WHAT YOU WILL DO = Retype each entry below exactly as it stands.
╭─ RECORDS FOR THE TASK
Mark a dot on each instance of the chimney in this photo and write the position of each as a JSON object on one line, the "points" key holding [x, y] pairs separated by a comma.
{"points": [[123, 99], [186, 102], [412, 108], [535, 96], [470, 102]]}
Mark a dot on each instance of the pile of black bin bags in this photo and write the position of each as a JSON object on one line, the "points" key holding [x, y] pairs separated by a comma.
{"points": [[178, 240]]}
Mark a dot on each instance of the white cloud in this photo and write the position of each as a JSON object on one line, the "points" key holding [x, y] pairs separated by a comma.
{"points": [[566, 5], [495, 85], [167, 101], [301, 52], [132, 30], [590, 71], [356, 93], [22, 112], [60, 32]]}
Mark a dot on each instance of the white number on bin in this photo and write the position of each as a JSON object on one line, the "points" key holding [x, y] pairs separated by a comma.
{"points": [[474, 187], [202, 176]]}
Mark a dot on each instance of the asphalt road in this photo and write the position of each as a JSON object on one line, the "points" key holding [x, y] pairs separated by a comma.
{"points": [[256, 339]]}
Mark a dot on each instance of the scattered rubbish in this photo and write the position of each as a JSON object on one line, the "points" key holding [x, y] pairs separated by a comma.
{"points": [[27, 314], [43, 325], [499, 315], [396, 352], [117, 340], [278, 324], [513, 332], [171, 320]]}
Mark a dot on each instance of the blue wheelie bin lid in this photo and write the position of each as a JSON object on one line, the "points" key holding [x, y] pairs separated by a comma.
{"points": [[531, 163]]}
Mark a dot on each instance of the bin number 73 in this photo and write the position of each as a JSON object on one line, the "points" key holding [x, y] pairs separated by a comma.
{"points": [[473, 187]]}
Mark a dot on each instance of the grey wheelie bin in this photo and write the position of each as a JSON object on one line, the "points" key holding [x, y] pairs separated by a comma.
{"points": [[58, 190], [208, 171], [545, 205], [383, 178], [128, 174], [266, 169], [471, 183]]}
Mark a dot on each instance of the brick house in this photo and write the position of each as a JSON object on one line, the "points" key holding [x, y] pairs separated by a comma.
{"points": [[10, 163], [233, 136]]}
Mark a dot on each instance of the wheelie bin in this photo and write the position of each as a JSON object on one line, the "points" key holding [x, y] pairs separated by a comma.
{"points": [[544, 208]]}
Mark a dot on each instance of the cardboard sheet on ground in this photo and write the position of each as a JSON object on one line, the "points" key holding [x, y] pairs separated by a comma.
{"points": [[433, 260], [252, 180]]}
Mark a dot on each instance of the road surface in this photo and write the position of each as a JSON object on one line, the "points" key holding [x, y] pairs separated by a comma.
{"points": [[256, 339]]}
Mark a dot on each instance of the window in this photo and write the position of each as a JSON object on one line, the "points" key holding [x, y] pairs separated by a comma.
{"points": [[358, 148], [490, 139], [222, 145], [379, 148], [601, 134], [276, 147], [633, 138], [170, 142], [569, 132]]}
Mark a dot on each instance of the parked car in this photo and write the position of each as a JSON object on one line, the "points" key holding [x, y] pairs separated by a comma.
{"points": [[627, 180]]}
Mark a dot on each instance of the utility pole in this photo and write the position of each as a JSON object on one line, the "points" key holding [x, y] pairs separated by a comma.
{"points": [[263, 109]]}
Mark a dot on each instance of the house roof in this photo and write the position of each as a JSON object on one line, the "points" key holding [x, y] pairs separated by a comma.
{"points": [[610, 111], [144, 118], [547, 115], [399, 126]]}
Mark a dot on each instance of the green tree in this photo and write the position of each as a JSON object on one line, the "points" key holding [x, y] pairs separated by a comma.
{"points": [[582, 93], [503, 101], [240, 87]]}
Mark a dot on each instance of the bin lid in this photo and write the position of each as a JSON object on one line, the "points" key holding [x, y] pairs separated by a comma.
╰─
CORRECT RESPONSE =
Mark a dot on each instance of the chimney in this photo and write the position of each as a JSON object on one line, the "points" key holding [x, y] pairs separated by a comma.
{"points": [[123, 99], [186, 102], [412, 108], [535, 96], [470, 102]]}
Mark a dot on each instance of the pile of black bin bags in this photo and write the position of each as a JSON object on one line, the "points" key holding [x, y] pairs separated by a comma.
{"points": [[178, 240]]}
Mark a dot on each instance of the white cloud in this photo and write the position of each as a JSON object on one line, the "points" key holding [x, y] pairs separated by a comma.
{"points": [[566, 5], [495, 85], [167, 101], [301, 52], [132, 30], [590, 71], [356, 93], [22, 112], [60, 32]]}
Mark a dot on each instance of the white number on bin in this photo and write the position of each as a JSON object on one line, the "points" key holding [x, y] pairs separated by a comma.
{"points": [[474, 187], [202, 176]]}
Mark a dot on each instance of the asphalt road in this photo and write the position of each as a JSON object on one line, the "points" key holding [x, y] pairs separated by a comma.
{"points": [[256, 339]]}
Mark a dot on each instance of the scattered rubbish in this photo and write the position of each as a JSON object on one line, the "points" key holding [x, y] pairs separated by a comma.
{"points": [[27, 314], [43, 325], [499, 315], [396, 352], [117, 340], [278, 324], [513, 332], [171, 320]]}
Mark a dot on each instance of the blue wheelie bin lid in this photo and write the position of each as a JSON object on one line, the "points" key holding [x, y] pairs separated by a comma.
{"points": [[531, 163]]}
Mark a dot on each instance of the bin number 73 in this photo and write the position of each as a JSON object on one line, the "points" key holding [x, y] pairs separated by a comma.
{"points": [[473, 187]]}
Mark a dot on each instance of the grey wheelie bin in this photo and write the position of each as a JSON object on one line, the "points" key holding [x, y] pairs separated by a comma.
{"points": [[58, 190], [208, 171], [545, 205], [383, 178], [128, 174], [266, 169], [471, 183]]}
Mark a dot on each instance of the brick house in this photo and write the position of each as a JSON object on one line, the "points" key holding [x, y] pairs separated by a comma.
{"points": [[10, 163], [233, 136]]}
Mark a dot on each instance of the wheelie bin in this photo and write the position of each as a JSON object on one line, the "points" key holding [x, y] pairs separated by a comma.
{"points": [[544, 208]]}
Mark a dot on each instance of the cardboard sheet on ground in this photo and write the position of each as a JSON object on one line, the "points" key holding [x, y] pairs separated by a comma.
{"points": [[433, 260], [252, 180]]}
Mark a dot on each instance of the road surface in this photo and write the position of each as a JSON object on one line, the "points" key holding [x, y] pairs separated by a comma.
{"points": [[256, 339]]}
Mark a dot on each instance of the window in this photo and write the position of each as a JSON object on one line, the "points" key holding [x, y] pairs separated by a comma.
{"points": [[358, 148], [490, 139], [222, 145], [379, 148], [601, 134], [276, 147], [633, 138], [170, 142], [569, 132]]}
Mark a dot on each instance of the parked car in this photo and write the position of each as a JSON object on one line, the "points" key holding [x, y] pairs separated by a comma.
{"points": [[627, 180]]}
Mark a dot on each instance of the utility pole in this photo and write the position of each as a JSON object on one line, the "points" key holding [x, y] pairs separated by a comma.
{"points": [[263, 109]]}
Mark a dot on each instance of the house roof in this photo and write the position of each as a JSON object on one line, the "points" key holding [x, y] pairs separated by a comma.
{"points": [[610, 111], [144, 118], [547, 115], [399, 126]]}
Mark a dot on each instance of the green tree in this photo and write the position of each as a JSON object on one line, the "points" key holding [x, y] pairs separated by a comma.
{"points": [[582, 93], [503, 101], [240, 87]]}
Mark a dot on each instance of the bin lid in this photo and write the position of each as a JSON object on one line, the "points" key holding [x, y] pairs separated by a comma.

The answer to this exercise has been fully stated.